* Testo estratto
□ □ □ □

D'altra parte, il denaro che non viene investito subito sarà poi perduto (in valuta-tempo) dai tutti quei milioni di utenti che non trovano subito ciò che cercano. Ecco perché si è andati in cerca, negli ultimi anni, di soluzioni intermedie fra la vera e propria catalogazione professionale (troppo costosa) e la semplice ricerca per parole (troppo inefficace).

Il progetto più avanzato in questo senso si chiama "Dublin Core", e prevede l'utilizzo dei metadati. L'idea, in parole povere, è quella di impiegare in modo più strutturato i meta-tag presenti nelle pagine web (e che vengono già usati dai motori di ricerca), e soprattutto di fornire standard rigorosi per quanto riguarda il loro uso. Nella sua formulazione più essenziale, lo standard Dublin Core consiste di 15 elementi contrassegnati da un identificativo univoco ("Creator", "Title", etc.) e delle rispettive istruzioni. Riempiendo i 15 rispettivi campi (non tutti obbligatori), sarebbero quindi gli stessi autori delle pagine web ad auto-catalogarsi, purché rispettino le regole.

Sebbene un utilizzo più razionale e standardizzato dei metadati sia certamente destinato a migliorare lo stato della ricerca in rete, si deve anche notare che progetti del genere vivono di una contraddizione insanabile. Per avere la massima diffusione, infatti, le regole devono essere molto semplici e alla portata di tutti. Più le regole sono semplici, però, più inefficace e incompleta risulterà la ricerca, per il banalissimo motivo che la catalogazione non è un affare semplice. Questa è la ragione per cui molti bibliotecari storcono il naso di fronte a simili iniziative, oltre al fatto che si sentono scippati delle loro competenze e professionalità.

□ □ □ □

* Consegne
(a) Riporta tutte le espressioni che nel testo estratto compaiono tra virgolette doppie.
(b) Per ciascuna affermazione indica se concorda con il testo estratto, rispondendo sì o no e citando le parole decisive: (i) tutti i 15 campi dello standard Dublin Core sono obbligatori; (ii) i meta-tag delle pagine web sono già usati dai motori di ricerca; (iii) la catalogazione professionale è considerata troppo costosa.
Le righe riportate di seguito non hanno alcun legame con il testo estratto.

* Estratto dei dati
□ □ □ □

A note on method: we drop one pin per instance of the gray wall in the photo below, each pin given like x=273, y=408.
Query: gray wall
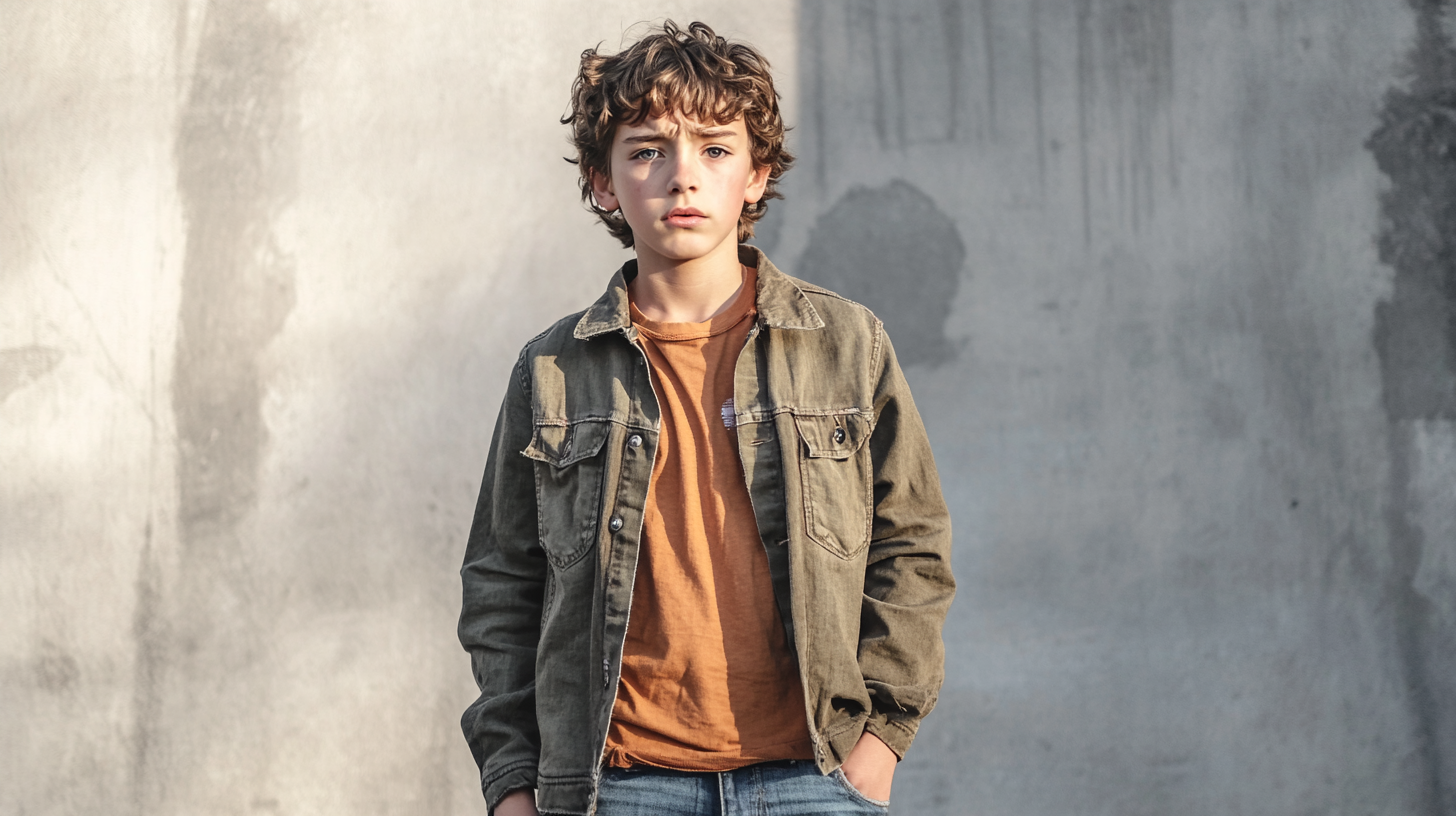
x=1171, y=277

□ □ □ □

* Soluzioni alle consegne
(a) "Dublin Core", "Creator", "Title"

(b)
(i) No: "non tutti obbligatori".
(ii) Sì: "e che vengono già usati dai motori di ricerca".
(iii) Sì: "la vera e propria catalogazione professionale (troppo costosa)".